Copy out every one of the items with each "bare csv" changed to "plain csv" and nothing else altered, leaving the pictures out.

* **Given information**:
----

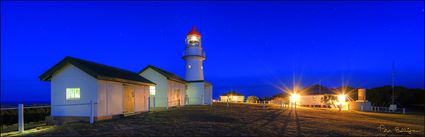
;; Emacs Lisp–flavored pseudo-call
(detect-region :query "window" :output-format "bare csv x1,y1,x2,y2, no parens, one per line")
66,88,80,100
149,86,155,96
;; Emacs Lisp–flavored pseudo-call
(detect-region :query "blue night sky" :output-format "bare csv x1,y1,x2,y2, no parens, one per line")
1,1,424,101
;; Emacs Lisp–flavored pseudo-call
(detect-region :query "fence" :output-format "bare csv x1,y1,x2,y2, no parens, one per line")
0,101,97,133
360,106,406,114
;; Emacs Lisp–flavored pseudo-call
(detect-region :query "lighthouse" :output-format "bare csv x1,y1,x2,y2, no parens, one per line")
183,27,212,105
183,27,205,81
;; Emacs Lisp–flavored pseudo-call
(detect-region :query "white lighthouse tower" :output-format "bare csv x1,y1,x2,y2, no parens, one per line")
183,27,212,104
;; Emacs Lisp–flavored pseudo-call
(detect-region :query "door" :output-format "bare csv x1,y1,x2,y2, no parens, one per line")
124,85,135,113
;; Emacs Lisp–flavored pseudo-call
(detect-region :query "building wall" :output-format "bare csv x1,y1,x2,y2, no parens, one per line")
187,82,205,105
204,84,212,104
97,80,149,116
299,95,323,105
50,64,98,116
140,68,168,107
220,96,245,102
97,80,124,116
135,85,149,112
167,80,186,107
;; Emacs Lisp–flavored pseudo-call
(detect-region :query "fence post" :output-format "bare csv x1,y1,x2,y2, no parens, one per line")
148,96,151,112
167,97,169,110
227,98,229,107
90,100,94,124
280,102,283,109
18,104,24,133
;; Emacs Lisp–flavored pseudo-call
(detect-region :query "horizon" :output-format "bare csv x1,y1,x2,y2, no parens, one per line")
1,1,425,102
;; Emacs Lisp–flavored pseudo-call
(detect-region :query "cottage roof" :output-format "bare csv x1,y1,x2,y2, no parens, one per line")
303,85,335,95
221,91,243,96
39,56,155,85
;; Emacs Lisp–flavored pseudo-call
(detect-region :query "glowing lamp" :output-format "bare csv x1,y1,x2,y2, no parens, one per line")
338,94,347,103
289,94,300,102
186,26,201,45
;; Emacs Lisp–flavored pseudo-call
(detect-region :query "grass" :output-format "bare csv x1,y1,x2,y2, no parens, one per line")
4,103,424,136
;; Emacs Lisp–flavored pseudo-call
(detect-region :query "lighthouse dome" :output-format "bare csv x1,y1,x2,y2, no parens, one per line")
186,26,201,46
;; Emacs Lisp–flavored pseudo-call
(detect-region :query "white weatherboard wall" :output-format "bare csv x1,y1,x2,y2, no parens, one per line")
134,85,149,112
299,95,323,105
204,84,212,104
97,80,149,116
140,68,168,107
187,82,205,105
97,80,124,116
50,64,97,116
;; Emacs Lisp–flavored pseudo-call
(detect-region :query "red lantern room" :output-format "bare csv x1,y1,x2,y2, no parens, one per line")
186,26,201,46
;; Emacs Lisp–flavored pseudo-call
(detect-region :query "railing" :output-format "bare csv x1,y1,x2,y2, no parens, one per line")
182,51,205,57
360,106,406,114
0,101,97,133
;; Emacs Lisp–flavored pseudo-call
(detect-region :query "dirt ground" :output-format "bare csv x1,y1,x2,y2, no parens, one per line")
7,103,424,136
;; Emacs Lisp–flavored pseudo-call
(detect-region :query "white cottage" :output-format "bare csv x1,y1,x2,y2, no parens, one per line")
39,57,155,122
139,65,187,108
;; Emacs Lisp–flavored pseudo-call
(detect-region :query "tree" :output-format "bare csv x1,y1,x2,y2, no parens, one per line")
320,94,338,107
246,96,259,103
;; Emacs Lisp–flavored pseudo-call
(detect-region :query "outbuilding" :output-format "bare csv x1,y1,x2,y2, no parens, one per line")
39,57,155,122
139,65,187,108
220,91,245,103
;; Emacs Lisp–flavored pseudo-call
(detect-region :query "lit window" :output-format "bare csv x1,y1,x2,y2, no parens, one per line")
66,88,80,100
149,86,155,96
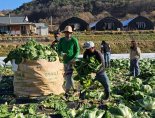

----

* **Written reply**:
;; Emacs Lisp–flavored pseudo-call
(detect-region :query "window" :output-format "plain csv x1,y1,x2,y2, no parens, one per line")
66,88,80,100
149,86,155,96
;; Emacs Lisp–flavored pseudo-call
(detect-region :query "blue night sky" :output-format "plain csv x1,y1,x2,y2, no parens, one per line")
1,1,424,101
;; Emacs Lisp–flavored pseudo-call
(detect-region :query "fence" :output-format "plain csv x1,y1,x2,y2, no parens, one per line")
0,101,97,133
360,106,406,114
;; Emacs Lisp–flavored pseudo-call
(detect-region :query "lighthouse" :output-format "plain csv x1,y1,x2,y2, no parens, one per line")
183,27,212,105
183,27,205,81
;; Emacs Lisp–flavored pseudo-call
(detect-region :query "white lighthouse tower" :output-format "plain csv x1,y1,x2,y2, no parens, one per line")
183,27,212,104
;; Emacs Lisp–flavored pseudo-call
(detect-region :query "door" :output-format "plain csv x1,y1,x2,y2, no parens, one per line")
124,85,135,113
;; Emacs Lisp–flavored pseudo-call
(detect-region :query "building wall" :output-format "plain csv x1,y1,x2,y2, no parens, one per line")
187,82,205,105
204,84,212,104
97,80,149,116
299,95,323,105
50,64,98,116
140,68,168,107
220,96,245,102
97,80,124,116
135,85,149,112
167,80,186,107
;; Emacs Lisp–flavored pseudo-call
(detect-region :query "fence post" :output-format "plain csv x1,y1,x2,y2, no parens, one per line")
148,96,151,112
167,97,169,110
227,98,229,107
90,100,94,124
280,102,283,109
18,104,24,133
;; Emacs Lisp–flavored pseudo-call
(detect-region :query "horizon" :output-format "plain csv x1,y1,x2,y2, no parens, one per line")
1,1,425,102
;; Emacs Lisp–flavored pseudo-call
(detect-region :query "cottage roof" :output-format "plain csv x1,y1,x2,y2, no parens, one per line")
303,85,335,95
221,91,243,96
39,56,155,85
;; Emacs Lisp–flavored pseudo-call
(detect-region :query "glowing lamp" :output-format "plain csv x1,y1,x2,y2, no parens, one per line")
338,94,347,103
289,94,300,102
186,26,201,45
;; Emacs Lisp–flavored pseudo-call
(detect-region :query "grass" :output-format "plain csv x1,y1,x2,y2, no parens, one per line")
4,103,424,136
;; Emacs Lisp–flavored pseudo-call
(detect-region :query "lighthouse dome" :output-format "plain csv x1,y1,x2,y2, no parens, one per line")
186,26,201,46
;; Emacs Lisp–flavored pseudo-call
(detect-region :query "white weatherboard wall" :output-format "plain csv x1,y1,x2,y2, no parens, one per line")
134,85,149,112
299,95,323,105
204,84,212,104
97,80,149,116
140,68,168,107
187,82,205,105
97,80,124,116
50,64,97,116
;; Emacs Lisp–flavored pseudo-call
(detect-region :query "red lantern room" :output-format "plain csv x1,y1,x2,y2, no parens, one per line")
186,26,201,46
;; Emacs Lisp–flavored pseudo-call
(detect-region :query "railing" :output-format "plain csv x1,y1,x2,y2, no parens, one per line")
182,51,205,57
360,106,406,114
0,101,97,133
;; Emacs Lisp–flavored pseudo-call
(detect-region :query "dirt ground" :output-format "plain csv x1,y1,x2,y2, no parens, one per line")
7,103,424,136
;; Emacs Lisp–flavored pseudo-call
(detect-region :query "white cottage" :output-format "plain csv x1,y1,x2,y2, no parens, one per line")
39,57,155,122
139,65,187,108
;; Emacs Lisp–flavored pseudo-call
(detect-region :query "tree" :output-format "plain csv x1,y1,x2,y2, no parens, one per line")
320,94,338,107
246,96,259,103
;; Emacs Lisp–flavored pseudo-call
(detect-region :query "outbuilding" :output-format "plain csv x1,y1,x2,y2, no parens, one per line")
39,57,155,122
139,65,187,108
220,91,245,103
;; Emacs Lisp–flavored pseudo-call
(detect-region :query "lit window" :output-format "plain csv x1,y1,x2,y2, no parens, one per line")
66,88,80,100
149,86,155,96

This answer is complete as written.